→ Request
Edit the data below by changing "headscarf" to "head covering" and leaving everything else untouched.

→ Records for processing
* * * * *

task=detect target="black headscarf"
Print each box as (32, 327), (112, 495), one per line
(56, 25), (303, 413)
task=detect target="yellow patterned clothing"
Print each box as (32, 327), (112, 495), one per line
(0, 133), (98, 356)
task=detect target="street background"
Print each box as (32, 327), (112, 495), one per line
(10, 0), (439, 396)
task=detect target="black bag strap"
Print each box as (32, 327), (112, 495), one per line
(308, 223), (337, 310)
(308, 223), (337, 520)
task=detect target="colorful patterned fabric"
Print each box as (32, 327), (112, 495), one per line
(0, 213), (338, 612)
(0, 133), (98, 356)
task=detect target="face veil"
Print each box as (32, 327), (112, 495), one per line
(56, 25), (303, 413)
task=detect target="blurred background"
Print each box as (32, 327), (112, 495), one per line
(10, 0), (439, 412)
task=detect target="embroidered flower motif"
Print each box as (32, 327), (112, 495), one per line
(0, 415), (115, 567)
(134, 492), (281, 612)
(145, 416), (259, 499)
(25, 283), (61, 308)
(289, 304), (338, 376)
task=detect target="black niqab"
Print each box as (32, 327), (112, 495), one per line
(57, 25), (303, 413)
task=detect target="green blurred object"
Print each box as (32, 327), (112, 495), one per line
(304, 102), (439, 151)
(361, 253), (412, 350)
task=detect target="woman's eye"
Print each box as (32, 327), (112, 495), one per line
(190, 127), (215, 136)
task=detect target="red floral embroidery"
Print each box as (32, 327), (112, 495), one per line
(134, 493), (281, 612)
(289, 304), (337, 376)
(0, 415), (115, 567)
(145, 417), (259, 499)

* * * * *

→ Response for this exercise
task=detect target="black head covering"
Print each box as (32, 327), (112, 495), one per line
(56, 25), (303, 413)
task=detect target="yellow patterned clothing"
Print each box as (32, 327), (112, 495), one per line
(0, 133), (98, 356)
task=detect target="street background"
Print each box as (32, 327), (112, 495), one per line
(10, 0), (439, 396)
task=detect target="black bag strap"
Print each box as (32, 327), (112, 495), one per line
(308, 223), (337, 310)
(308, 223), (337, 520)
task=detect target="colorful patterned fabric"
Print each box as (32, 327), (112, 495), one per line
(0, 213), (338, 612)
(0, 133), (98, 356)
task=detect target="face veil"
Print each box as (32, 327), (112, 495), one per line
(56, 25), (303, 413)
task=detect target="blurred background"
Print each box as (32, 327), (112, 495), one per line
(10, 0), (439, 412)
task=detect target="embroidered flower motif"
Print each box as (32, 327), (112, 495), one per line
(0, 415), (115, 567)
(134, 492), (281, 612)
(145, 416), (259, 499)
(25, 283), (61, 308)
(289, 304), (338, 376)
task=detect target="black niqab"
Print each box as (32, 327), (112, 495), one per line
(57, 25), (303, 413)
task=detect target="green blurred object"
Print each box as (32, 327), (112, 495), one per line
(304, 102), (439, 151)
(361, 253), (412, 350)
task=detect target="woman's eye"
Print each box as (32, 327), (112, 495), one per line
(190, 127), (215, 136)
task=detect target="red floral embroidery"
Print each box as (32, 327), (112, 495), one per line
(134, 493), (281, 612)
(289, 304), (337, 376)
(0, 415), (115, 567)
(145, 417), (259, 499)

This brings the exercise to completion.